▶ **SOURCE DOCUMENT**:
Anthropic and Google are spending more than $2 billion a month on compute tied to Elon Musk’s companies. They are not buying rockets or satellites. They are renting Nvidia chips at a Memphis data center that SpaceX now controls.
- Anthropic and Google pay Elon Musk’s SpaceX over $2 billion monthly to rent Nvidia chips at the Memphis Colossus facility.
- Anthropic allocates $1.25 billion per month for compute while Google contributes $920 million monthly to access the massive GPU cluster.
- SpaceX controls the physical infrastructure necessary for Anthropic and Google to develop AI models that directly compete with Musk’s Grok.
In Memphis, Tennessee, a massive GPU cluster originally built by xAI has become a critical piece of the AI supply chain. Known as Colossus, the facility was designed to power Grok, Musk’s AI model, but its computing capacity is now also being used by other major players racing in the same field.

▶ **ACTIONS TO TAKE**:
A - According to the passage about the Memphis GPU cluster, how much does Google pay each month for compute access?
B - Reproduce the passage about the Memphis GPU cluster word for word, beginning at the words that include "- Anthropic allocates" and stopping after "with Musk’s Grok.".

▶ **INFORMATION SUPPLIED**:
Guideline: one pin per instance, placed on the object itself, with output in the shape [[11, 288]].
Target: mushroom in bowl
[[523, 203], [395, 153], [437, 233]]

▶ **ANSWERS**:
A - $920 million

B -
- Anthropic allocates $1.25 billion per month for compute while Google contributes $920 million monthly to access the massive GPU cluster.
- SpaceX controls the physical infrastructure necessary for Anthropic and Google to develop AI models that directly compete with Musk’s Grok.